[[ DOCUMENT EXTRACT, beginning ]]
Italian journalist and television presenter (1930–2017)

Aldo Biscardi (26 November 1930 – 8 October 2017) was an Italian football broadcaster, best known for presenting the show Il processo di Biscardi (The Biscardi Trial).

==Biography==
Native of Larino, province of Campobasso, he graduated in Law from the University of Naples. In 1952 he began working on the daily Neapolitan newspaper, Il Mattino. In 1956 he became the sports editor of the Rome sports paper Paese Sera, of which he would later become editor-in-chief.

In 1979 he began his television career, taking charge of Raitre sporting broadcasts and in 1980 was presenting programmes on a range of channels, gaining popularity for his down-to-earth style of chatting and for his linguistic gaffes and puns.

In 1980, Biscardi launched his RaiTre creation, Il Processo del Lunedì. In the first series, Enrico Ameri presented the show followed by Marino Bartoletti, with Biscardi taking the backseat role of editor.

In 1993, Biscardi moved to Tele+ and took on the range of sports offered by that channel, re-introducing the Il Processo di Biscardi programme with the same formula and name, followed, in 1996, by another move to Telemontecarlo. His flagship programme would continue on the channel before it became, from 2001, La7.
[[ DOCUMENT EXTRACT, end ]]
[[ RECORDS SHOWN, beginning ]]
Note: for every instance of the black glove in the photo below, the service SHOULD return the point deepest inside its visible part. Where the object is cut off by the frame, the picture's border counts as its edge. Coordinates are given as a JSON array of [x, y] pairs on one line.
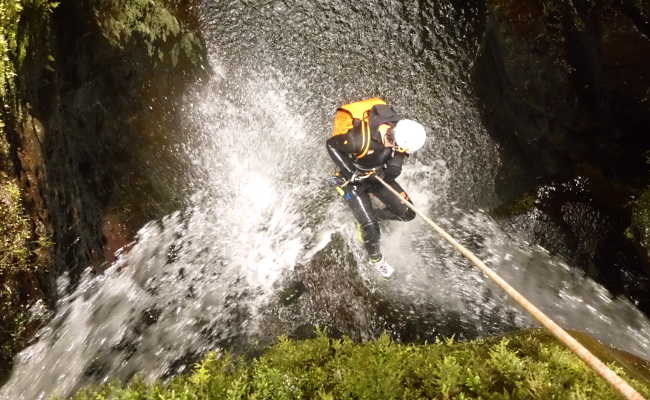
[[360, 176]]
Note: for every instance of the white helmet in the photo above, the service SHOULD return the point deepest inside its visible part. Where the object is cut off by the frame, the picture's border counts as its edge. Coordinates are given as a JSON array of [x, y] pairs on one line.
[[409, 135]]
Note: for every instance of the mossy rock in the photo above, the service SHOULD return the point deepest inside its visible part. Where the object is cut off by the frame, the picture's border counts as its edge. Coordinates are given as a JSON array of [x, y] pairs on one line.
[[527, 365]]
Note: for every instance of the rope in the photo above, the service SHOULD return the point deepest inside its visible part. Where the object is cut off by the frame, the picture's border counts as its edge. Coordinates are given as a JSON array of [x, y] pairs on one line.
[[591, 360]]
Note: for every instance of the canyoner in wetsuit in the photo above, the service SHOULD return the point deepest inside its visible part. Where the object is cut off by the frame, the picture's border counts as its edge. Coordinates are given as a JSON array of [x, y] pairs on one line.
[[369, 139]]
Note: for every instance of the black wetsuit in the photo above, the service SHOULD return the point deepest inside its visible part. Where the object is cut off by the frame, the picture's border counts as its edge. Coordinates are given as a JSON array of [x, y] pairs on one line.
[[344, 150]]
[[ RECORDS SHOWN, end ]]
THINGS TO DO:
1. According to the Aldo Biscardi biography, on which newspaper did he begin working in 1952?
2. Please extend the Aldo Biscardi biography, starting right after its final sentence.

RESULTS FOR EACH TASK:
1. Il Mattino, the daily Neapolitan newspaper.

2.
In 2005, with the creation of the digital terrestrial channel La7, Biscardi became director of sport of La7 and director of the digital terrestrial channel called La7 Sport which was founded in August 2005 but then folded in April 2007.

In May 2006, extracts from intercepted telephone conversations between Biscardi and Luciano Moggi were revealed. In the climate of the scandal which became known as Calciopoli, it was revealed that the Juventus official had instructed Biscardi on what to say or not say during his television programme. Biscardi therefore joined the list of those under investigation (July 2007) and although charges were later dropped they remained on file. In the meantime, Biscardi left La7 (May 2006) and took his programme with him to a new channel, 7 Gold. At the same time, in September 2006, the Italian Order of Journalists imposed a 6-month suspension due to the scandal which led to an open and heated confrontation with the Order.